### TASK BRIEF
The records below must be written out exactly, with every picture left behind.

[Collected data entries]
————————

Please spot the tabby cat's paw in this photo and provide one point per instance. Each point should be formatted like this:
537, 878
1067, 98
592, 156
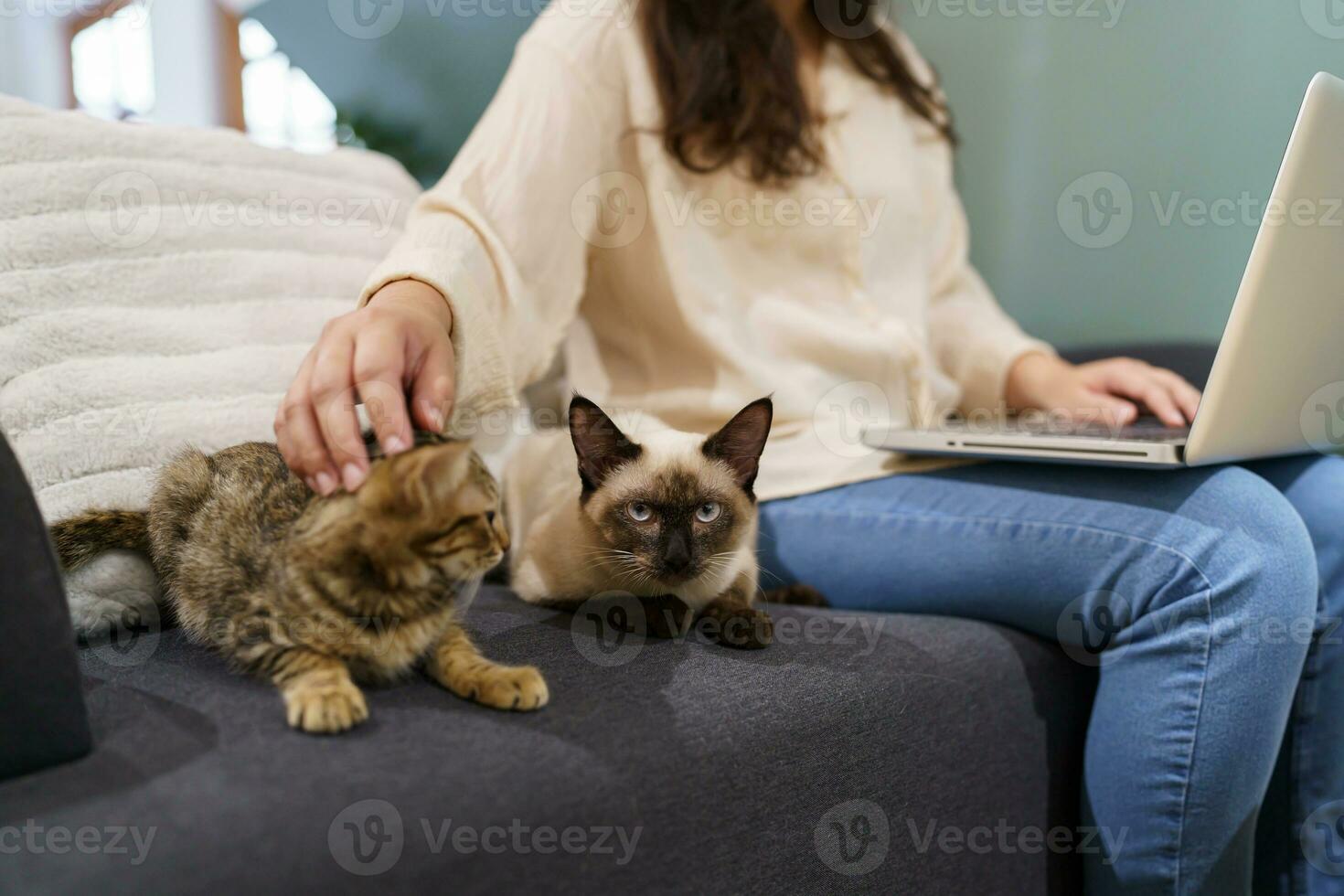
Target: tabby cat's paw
519, 688
326, 709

————————

### ANSWER TO THIS EXERCISE
Please spot the tabby cat's paw in this photo and provide one point per instance. Each point should be formatted like this:
537, 878
1067, 98
592, 156
Target: tabby cat's paw
519, 688
326, 709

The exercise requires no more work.